* Start DATASET RECORDS *

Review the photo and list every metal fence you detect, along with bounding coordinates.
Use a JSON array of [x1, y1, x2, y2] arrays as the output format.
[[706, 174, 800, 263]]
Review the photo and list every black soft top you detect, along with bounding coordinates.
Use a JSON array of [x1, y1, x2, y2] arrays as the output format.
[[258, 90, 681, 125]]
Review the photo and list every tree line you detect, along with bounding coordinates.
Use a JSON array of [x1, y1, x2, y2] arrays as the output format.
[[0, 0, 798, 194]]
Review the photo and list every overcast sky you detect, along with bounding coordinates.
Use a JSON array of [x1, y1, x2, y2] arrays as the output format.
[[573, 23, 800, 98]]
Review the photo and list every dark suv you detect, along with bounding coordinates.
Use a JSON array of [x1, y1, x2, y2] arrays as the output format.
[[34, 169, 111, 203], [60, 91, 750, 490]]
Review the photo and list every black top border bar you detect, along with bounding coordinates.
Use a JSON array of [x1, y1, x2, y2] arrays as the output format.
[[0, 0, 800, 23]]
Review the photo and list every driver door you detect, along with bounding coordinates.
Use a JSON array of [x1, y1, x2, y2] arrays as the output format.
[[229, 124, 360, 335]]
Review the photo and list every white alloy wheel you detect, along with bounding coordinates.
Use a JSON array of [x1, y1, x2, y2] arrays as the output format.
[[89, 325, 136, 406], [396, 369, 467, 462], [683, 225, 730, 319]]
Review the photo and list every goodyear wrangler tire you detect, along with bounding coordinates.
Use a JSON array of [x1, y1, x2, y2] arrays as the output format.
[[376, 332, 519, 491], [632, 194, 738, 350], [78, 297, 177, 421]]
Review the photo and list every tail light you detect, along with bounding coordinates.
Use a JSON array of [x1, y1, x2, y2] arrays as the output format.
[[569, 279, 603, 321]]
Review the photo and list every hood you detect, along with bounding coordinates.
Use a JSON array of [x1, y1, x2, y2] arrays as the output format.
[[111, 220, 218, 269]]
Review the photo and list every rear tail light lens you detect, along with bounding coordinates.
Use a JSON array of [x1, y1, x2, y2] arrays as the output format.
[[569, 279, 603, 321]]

* End DATASET RECORDS *
* Start DATASET RECORDS *

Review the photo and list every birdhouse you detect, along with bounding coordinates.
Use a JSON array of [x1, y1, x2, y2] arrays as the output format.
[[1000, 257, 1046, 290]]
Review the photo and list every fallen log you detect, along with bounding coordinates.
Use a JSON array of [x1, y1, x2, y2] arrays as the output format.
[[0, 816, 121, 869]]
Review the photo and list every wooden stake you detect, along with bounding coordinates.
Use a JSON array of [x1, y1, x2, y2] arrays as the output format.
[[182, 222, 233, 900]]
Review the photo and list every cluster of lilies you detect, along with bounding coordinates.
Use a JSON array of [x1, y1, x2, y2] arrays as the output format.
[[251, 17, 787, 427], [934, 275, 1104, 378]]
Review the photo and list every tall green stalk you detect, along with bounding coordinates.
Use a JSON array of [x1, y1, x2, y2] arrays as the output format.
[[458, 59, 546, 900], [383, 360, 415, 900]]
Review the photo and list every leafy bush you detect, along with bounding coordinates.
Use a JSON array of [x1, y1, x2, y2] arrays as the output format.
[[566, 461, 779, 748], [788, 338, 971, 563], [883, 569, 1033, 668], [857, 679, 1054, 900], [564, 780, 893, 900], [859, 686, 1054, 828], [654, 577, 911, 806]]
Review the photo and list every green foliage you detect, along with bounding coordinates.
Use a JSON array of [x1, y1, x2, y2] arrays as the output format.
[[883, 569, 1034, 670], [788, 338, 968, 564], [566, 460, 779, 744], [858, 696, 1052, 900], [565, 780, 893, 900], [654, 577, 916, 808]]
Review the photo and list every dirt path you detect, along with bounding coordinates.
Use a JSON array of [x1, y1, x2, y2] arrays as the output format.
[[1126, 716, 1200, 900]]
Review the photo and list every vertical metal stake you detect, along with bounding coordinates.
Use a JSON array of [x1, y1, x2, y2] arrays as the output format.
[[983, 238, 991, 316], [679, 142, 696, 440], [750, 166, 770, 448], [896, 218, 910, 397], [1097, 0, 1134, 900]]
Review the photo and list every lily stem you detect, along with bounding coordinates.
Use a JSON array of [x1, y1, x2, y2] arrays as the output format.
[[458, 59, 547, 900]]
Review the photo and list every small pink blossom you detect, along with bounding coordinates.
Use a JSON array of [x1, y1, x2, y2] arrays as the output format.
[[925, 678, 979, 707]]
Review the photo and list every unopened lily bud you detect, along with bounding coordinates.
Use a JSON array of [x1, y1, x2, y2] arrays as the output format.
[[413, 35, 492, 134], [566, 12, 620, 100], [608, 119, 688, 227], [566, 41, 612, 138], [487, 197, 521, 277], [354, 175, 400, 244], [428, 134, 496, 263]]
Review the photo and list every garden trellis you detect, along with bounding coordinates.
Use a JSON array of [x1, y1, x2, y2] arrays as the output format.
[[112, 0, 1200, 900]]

* End DATASET RECORDS *

Please retype every line between the one containing "Review the photo and list every dirt" and the one containing "0, 1134, 900]]", inclusive, with no character altered.

__FINISHED TASK__:
Review the photo and list every dirt path you detect, along with bounding coordinates.
Use a JSON array of [x1, y1, x2, y2] arrays as the output format.
[[1126, 716, 1200, 900]]
Review the photo and list every vertical metal stake you detect, along with bounding coordinates.
Use a JSON array of [x1, y1, x2, y2] arrays as the output format.
[[983, 238, 991, 316], [679, 142, 696, 440], [750, 166, 770, 448], [896, 218, 910, 397], [1097, 0, 1134, 900]]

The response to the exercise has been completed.